Study questions =>
**a)** In the article on autistic behaviours, how do autistic children with imaginary friends tend to compare socially with autistic children who have none?
**b)** Quote the article on autistic behaviours from "For most childhood" up to and including "misunderstood autistic behaviours.".
**c)** Carry the article on autistic behaviours forward from its last sentence.

Passage shown =>
Imaginary Friends, Stimming, and Other Things You Were Told to Worry About

Published May 12, 2026

Several common autistic behaviours — imaginary friends, stimming, special interests, repetitive play — are often flagged as concerning. Most aren't. A guide to what these behaviours actually mean.

Imaginary Friends, Stimming, and Other Things You Were Told to Worry About

A pattern many autism parents experience: a teacher, relative, or therapist points out a behaviour as "concerning" — and you spend two weeks worried until you realize it's actually fine. Some autistic behaviours look unusual to people unfamiliar with autism but are normal, healthy, or even beneficial.

Imaginary friends

Many autistic children develop imaginary friends — vividly, with personalities, voices, preferences.

What research and lived experience show: - Autistic children with imaginary friends tend to have better social skills than autistic children without them. - Imaginary friends are a form of pretend play, which is often delayed in autistic children. When it emerges, it's a positive developmental sign. - An autistic child who says "this is my friend Sam who only I can see" understands Sam isn't visible to others — they're playing.

For most childhood imaginary friends in autistic children: enjoy the creativity, ask about the friend, let it be.

Stimming

Self-stimulatory behaviour — flapping, rocking, spinning, finger movements, vocalizations, repeated phrases. Stimming is one of the most defining and most misunderstood autistic behaviours.

Stored items
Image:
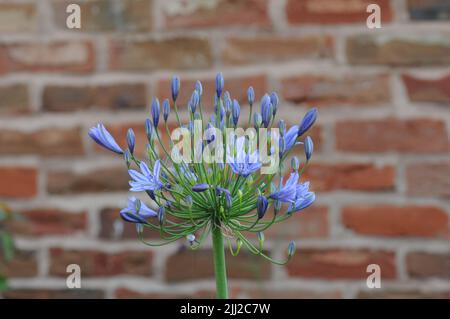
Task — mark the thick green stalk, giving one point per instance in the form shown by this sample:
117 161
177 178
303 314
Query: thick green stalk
220 269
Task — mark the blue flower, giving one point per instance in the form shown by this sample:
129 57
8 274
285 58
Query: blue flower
266 110
243 164
166 109
236 112
287 193
219 84
251 95
136 211
303 198
131 140
146 180
175 86
155 111
308 121
102 137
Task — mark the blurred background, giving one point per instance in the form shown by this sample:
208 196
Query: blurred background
381 169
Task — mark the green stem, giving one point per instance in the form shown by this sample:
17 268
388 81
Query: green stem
219 263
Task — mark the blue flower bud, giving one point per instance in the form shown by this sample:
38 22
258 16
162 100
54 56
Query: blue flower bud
166 109
291 249
219 84
295 163
155 111
199 88
274 100
261 206
131 140
236 112
308 121
175 86
266 110
200 187
194 101
309 147
251 95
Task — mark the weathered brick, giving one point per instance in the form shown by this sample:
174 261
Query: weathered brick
108 15
429 10
334 11
425 265
44 142
390 220
392 135
340 264
120 96
193 265
428 90
196 13
237 86
421 50
263 49
110 179
313 222
14 99
23 264
343 90
18 17
428 179
101 264
43 293
48 221
74 56
175 53
350 176
20 182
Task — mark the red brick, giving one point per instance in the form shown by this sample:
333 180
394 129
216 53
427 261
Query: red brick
428 90
48 221
334 11
428 179
44 142
344 90
425 50
198 264
106 15
20 182
425 265
99 180
392 135
175 53
340 264
193 14
53 294
23 264
14 99
101 264
237 86
389 220
262 49
18 17
119 96
73 56
350 176
313 222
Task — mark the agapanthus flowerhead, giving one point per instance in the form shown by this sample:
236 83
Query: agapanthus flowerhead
308 121
146 179
156 110
103 138
137 211
175 87
219 84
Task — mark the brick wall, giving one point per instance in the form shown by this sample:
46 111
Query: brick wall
381 170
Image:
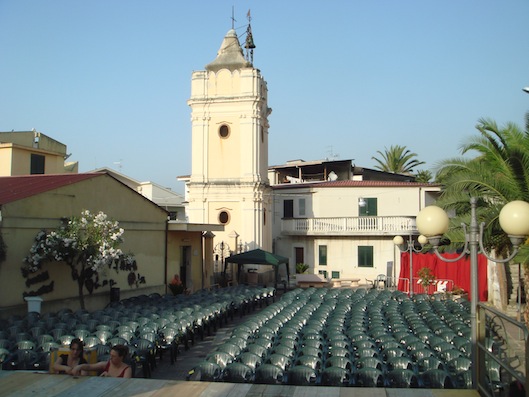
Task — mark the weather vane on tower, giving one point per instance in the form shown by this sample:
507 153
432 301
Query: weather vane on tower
249 45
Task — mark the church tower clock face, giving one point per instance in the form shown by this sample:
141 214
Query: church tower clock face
229 171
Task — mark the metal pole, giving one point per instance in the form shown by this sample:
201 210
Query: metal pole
410 249
473 241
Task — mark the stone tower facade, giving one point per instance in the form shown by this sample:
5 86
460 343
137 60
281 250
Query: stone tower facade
229 182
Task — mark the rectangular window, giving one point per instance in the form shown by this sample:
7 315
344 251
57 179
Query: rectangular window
288 209
369 208
37 164
299 254
322 249
365 256
301 207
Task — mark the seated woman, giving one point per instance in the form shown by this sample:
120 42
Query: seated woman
115 367
66 362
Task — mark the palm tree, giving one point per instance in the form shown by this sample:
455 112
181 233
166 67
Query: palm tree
497 175
397 159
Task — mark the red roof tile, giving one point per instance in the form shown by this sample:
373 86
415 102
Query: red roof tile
13 188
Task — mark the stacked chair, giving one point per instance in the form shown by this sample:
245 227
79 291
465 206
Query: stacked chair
151 326
348 337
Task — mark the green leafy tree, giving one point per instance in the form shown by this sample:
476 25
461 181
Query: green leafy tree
88 245
498 174
397 159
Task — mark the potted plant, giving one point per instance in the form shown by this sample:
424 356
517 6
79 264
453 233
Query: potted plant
426 278
176 286
301 268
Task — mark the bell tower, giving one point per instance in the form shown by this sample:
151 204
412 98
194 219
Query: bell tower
229 169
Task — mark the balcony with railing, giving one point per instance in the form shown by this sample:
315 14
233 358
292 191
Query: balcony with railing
349 226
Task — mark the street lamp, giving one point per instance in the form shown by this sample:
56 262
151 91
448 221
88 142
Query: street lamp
433 222
409 246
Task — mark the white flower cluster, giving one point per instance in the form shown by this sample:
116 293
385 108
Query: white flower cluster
91 234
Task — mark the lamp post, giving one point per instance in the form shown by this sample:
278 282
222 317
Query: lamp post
409 246
433 222
221 250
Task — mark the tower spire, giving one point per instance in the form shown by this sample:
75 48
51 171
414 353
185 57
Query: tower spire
233 20
249 45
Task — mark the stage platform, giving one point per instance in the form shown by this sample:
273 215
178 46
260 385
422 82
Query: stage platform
25 383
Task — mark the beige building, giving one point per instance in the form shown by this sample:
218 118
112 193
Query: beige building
228 184
170 201
32 152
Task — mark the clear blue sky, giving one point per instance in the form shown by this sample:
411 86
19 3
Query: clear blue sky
110 79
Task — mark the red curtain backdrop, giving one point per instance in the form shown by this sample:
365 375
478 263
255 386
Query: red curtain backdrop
458 271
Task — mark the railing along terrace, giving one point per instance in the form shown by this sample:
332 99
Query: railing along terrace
374 225
502 353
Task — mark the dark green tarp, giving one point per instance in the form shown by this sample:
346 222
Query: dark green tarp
258 257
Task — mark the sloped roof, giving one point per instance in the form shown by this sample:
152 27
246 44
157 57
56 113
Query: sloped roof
13 188
349 183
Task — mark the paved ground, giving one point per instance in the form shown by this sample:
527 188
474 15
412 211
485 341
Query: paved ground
188 359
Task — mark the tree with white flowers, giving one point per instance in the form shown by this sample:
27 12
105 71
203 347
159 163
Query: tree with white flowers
89 245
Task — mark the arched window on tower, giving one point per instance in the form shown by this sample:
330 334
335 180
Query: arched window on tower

Results for the exercise =>
**a)** They tend to have better social skills than autistic children without imaginary friends.

**b)**
For most childhood imaginary friends in autistic children: enjoy the creativity, ask about the friend, let it be.

Stimming

Self-stimulatory behaviour — flapping, rocking, spinning, finger movements, vocalizations, repeated phrases. Stimming is one of the most defining and most misunderstood autistic behaviours.

**c)**
What stimming actually does: - Regulates the nervous system. Stimming releases stress, manages sensory overload. - Expresses emotion. Many autistic children flap when excited, rock when stressed. - Aids focus. - Provides sensory input the body is seeking.

Most autism advocates and current best practice: don't suppress stimming unless it's causing harm.

Acceptable stimming: hand flapping, rocking, jumping, spinning, repeated noises, repeated phrases.

Stimming that needs intervention: - Self-injurious behaviour — head banging hard enough to hurt, biting through skin. Replace with safer alternatives meeting the same sensory need. - Behaviours that genuinely interfere with daily life. - Behaviours causing real social harm at school — but the goal is usually to add a discrete alternative, not eliminate.

A common older approach was "quiet hands" — training children to stop visible stims. Most of the autism community now considers this harmful.

Special interests

A child who knows everything about trains, dinosaurs, vacuum cleaners, weather systems, and talks about it constantly.

What it actually is: a special interest — a deep, intense engagement with a topic that is one of the most rewarding parts of being autistic.

Special interests: - Are often a strength, not a problem. Many autistic adults build careers around early special interests. - Provide regulation and joy. - Can be a connection point with peers who share the interest. - Develop skills — vocabulary, research, memory, attention.

The work is to: - Use them as motivators for skills the child needs. - Build social connection around them when possible. - Manage social expectations so the child learns when peers are tired of the topic.

Lining up toys, sorting, repetitive play

What it actually is: - A form of play, with sensory and visual rewards. - An organizational and pattern-finding cognitive activity. - Often a precursor to more elaborate play. - Calming and regulating.

If the child does this alongside other types of play and interaction, leave it alone.

Echolalia

Repeating phrases — from videos, family members, books — sometimes immediately, sometimes hours or days later.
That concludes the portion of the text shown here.